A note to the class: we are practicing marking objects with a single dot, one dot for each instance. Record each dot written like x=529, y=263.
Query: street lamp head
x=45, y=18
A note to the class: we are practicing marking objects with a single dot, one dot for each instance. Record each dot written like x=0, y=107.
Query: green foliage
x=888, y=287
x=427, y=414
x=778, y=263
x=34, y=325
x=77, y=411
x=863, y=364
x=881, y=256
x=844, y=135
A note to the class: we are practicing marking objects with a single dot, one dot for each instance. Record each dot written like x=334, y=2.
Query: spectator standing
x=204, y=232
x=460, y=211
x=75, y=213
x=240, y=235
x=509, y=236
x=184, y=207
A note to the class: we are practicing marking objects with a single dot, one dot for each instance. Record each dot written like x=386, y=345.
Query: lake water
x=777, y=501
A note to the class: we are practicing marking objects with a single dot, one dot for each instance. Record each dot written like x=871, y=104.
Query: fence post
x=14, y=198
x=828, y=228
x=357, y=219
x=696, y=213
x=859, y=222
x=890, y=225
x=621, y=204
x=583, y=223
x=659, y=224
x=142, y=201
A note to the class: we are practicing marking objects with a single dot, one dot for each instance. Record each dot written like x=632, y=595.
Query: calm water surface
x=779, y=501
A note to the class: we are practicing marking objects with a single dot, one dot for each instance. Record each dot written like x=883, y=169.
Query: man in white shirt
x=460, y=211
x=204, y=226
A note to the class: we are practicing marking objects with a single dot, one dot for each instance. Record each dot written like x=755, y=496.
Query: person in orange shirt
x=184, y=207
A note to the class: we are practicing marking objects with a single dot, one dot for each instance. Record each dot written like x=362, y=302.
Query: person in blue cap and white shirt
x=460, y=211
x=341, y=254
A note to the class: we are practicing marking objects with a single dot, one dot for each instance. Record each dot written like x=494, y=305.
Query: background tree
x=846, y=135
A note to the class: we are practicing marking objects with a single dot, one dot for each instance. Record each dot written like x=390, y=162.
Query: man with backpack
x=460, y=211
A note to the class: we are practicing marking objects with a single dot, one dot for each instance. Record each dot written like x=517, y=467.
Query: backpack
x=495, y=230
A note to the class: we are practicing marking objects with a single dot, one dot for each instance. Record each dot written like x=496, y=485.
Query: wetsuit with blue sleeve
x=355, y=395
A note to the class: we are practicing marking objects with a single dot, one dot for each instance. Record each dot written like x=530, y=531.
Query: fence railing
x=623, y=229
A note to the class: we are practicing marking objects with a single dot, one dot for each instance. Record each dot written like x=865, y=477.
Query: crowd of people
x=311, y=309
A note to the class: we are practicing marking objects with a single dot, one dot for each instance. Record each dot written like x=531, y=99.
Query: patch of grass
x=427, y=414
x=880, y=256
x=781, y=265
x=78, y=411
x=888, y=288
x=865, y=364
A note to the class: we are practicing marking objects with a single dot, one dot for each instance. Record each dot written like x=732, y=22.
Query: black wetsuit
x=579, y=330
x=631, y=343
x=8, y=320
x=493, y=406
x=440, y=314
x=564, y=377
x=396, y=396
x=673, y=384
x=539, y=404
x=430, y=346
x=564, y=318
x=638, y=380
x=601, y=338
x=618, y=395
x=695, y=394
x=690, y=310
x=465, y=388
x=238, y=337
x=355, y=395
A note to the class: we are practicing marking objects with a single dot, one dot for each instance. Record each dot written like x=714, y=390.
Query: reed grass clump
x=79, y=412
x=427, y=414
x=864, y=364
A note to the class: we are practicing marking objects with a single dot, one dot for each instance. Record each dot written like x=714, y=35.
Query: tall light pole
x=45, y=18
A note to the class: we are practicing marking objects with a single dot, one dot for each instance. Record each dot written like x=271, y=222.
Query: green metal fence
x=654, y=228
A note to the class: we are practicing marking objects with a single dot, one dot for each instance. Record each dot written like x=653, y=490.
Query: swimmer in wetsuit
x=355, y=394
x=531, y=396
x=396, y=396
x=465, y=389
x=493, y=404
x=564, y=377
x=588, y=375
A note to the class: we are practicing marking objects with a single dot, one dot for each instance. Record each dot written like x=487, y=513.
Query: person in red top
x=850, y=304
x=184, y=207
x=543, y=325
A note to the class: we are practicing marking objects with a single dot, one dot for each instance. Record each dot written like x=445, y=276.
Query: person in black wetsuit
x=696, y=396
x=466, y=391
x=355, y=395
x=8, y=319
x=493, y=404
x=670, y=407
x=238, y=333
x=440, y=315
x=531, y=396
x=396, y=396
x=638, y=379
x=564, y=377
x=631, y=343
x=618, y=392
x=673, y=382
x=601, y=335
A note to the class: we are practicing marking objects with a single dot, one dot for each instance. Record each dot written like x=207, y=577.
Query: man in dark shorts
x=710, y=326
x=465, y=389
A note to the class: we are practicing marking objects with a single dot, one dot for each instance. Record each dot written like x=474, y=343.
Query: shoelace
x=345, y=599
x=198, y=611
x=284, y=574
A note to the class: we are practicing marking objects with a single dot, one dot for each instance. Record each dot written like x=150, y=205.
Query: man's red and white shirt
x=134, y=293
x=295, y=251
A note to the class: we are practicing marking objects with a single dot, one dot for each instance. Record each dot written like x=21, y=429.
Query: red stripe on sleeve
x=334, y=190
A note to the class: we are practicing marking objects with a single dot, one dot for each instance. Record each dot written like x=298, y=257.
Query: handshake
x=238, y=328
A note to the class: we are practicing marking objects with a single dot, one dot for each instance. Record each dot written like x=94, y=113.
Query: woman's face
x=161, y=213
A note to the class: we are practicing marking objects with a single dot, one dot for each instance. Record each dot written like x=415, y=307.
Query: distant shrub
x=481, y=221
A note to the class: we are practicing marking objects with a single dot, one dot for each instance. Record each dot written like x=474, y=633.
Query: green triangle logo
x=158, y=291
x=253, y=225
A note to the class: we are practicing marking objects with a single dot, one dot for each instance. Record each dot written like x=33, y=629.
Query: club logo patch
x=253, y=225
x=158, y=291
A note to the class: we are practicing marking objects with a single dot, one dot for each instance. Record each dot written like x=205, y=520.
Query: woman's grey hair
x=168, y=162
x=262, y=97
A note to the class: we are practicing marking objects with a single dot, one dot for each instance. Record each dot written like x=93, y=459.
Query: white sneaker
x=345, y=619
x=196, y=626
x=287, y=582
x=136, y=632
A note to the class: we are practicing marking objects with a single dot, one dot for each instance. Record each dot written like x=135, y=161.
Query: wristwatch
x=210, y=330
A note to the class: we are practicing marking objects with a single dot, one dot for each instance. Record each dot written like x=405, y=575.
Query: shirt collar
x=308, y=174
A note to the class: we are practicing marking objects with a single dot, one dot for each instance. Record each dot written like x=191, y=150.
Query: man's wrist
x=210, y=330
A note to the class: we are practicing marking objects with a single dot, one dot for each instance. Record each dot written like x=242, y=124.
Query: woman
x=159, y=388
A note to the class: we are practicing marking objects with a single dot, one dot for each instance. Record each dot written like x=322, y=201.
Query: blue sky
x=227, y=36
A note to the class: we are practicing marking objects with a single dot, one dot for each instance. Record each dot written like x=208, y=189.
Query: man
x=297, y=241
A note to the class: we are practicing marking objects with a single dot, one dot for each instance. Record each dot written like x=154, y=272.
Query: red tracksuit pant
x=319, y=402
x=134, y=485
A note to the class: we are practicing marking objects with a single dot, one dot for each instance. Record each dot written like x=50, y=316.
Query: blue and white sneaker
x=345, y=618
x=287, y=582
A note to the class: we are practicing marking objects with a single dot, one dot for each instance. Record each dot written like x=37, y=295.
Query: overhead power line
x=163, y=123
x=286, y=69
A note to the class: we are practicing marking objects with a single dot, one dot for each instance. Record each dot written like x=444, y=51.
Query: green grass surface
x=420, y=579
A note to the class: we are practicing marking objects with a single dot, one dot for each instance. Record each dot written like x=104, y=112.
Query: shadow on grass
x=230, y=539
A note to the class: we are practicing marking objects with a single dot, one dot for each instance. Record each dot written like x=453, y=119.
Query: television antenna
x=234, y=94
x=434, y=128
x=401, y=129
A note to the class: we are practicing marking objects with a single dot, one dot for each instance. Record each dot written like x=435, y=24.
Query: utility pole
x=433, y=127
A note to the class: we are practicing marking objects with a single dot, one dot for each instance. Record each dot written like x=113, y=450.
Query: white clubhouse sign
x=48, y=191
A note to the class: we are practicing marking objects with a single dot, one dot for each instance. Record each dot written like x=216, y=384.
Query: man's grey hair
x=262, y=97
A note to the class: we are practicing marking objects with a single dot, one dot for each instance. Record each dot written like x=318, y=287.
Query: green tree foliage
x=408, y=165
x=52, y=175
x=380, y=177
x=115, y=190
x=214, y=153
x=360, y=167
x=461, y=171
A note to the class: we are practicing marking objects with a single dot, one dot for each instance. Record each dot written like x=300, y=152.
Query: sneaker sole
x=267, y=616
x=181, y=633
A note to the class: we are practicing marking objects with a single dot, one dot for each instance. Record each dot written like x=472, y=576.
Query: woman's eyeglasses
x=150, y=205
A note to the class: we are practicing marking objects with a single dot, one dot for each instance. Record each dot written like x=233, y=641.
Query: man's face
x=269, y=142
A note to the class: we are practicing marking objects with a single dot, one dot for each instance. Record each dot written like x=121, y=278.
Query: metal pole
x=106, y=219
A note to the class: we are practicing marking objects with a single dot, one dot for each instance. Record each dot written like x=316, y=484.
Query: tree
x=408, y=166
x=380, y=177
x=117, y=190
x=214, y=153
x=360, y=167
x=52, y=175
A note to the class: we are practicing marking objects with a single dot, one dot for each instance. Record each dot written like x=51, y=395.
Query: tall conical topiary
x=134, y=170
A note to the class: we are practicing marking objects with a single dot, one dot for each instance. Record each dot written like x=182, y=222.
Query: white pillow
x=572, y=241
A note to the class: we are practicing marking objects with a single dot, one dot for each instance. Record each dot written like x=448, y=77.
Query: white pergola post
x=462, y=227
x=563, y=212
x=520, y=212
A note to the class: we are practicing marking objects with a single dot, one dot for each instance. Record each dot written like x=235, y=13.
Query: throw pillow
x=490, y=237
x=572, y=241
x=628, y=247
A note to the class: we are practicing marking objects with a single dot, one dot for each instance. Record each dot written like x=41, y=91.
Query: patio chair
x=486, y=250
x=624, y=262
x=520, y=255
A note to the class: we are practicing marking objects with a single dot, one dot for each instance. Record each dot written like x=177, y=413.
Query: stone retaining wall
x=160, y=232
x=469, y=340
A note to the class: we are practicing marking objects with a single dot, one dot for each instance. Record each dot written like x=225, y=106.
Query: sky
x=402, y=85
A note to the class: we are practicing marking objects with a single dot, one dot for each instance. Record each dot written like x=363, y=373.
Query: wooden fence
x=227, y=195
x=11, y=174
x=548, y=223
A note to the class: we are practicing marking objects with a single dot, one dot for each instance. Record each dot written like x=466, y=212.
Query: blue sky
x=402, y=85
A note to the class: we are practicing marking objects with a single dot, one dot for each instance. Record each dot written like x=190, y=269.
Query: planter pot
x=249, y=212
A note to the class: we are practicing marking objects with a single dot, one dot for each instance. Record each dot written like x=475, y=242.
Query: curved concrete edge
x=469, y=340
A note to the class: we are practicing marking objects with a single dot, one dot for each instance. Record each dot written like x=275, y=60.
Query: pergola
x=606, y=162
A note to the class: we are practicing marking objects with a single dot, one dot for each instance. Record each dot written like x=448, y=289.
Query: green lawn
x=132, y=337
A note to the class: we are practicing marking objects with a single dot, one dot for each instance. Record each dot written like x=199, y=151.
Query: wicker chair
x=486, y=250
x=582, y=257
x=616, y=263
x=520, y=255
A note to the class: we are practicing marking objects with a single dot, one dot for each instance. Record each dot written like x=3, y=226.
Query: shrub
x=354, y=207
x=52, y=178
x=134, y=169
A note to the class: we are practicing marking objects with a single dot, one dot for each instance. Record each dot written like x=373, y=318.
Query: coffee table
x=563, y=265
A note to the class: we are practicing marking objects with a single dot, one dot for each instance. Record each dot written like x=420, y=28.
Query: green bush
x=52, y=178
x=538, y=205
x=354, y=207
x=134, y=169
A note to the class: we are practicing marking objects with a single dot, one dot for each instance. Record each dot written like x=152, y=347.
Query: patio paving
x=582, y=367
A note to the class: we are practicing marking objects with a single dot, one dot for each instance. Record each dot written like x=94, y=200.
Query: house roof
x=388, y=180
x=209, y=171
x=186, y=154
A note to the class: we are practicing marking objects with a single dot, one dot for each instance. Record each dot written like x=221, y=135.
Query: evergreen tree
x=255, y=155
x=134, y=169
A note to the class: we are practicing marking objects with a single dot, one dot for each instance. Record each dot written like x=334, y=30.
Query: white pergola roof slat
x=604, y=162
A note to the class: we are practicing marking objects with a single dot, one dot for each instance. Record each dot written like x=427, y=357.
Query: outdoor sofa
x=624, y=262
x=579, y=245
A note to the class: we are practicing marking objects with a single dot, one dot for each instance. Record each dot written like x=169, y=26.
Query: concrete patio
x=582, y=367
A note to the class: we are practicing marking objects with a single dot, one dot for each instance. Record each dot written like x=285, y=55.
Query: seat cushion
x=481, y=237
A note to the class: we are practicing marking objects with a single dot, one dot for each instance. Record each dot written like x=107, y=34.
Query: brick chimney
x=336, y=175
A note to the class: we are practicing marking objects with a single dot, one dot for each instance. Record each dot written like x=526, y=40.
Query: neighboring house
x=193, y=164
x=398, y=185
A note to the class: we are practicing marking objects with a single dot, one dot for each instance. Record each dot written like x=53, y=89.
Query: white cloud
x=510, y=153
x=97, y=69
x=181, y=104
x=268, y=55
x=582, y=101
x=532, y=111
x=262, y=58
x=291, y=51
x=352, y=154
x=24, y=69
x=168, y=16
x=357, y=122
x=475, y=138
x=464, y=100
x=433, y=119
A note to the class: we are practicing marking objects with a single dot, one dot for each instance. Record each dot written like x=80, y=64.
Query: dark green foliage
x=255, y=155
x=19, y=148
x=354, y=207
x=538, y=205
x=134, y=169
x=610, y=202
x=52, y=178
- - - -
* [STATED GOAL] Switch "tracksuit" to "sweat" in the records between the lines holding "like x=154, y=272." and "x=134, y=485", inclusive, and write out those lines again with nothing else changed.

* [FINISHED TASK]
A note to the class: we are practicing marking objects with a single dot, one dot for each instance. Record each dot written like x=154, y=272.
Query: red sweat pant
x=319, y=402
x=134, y=485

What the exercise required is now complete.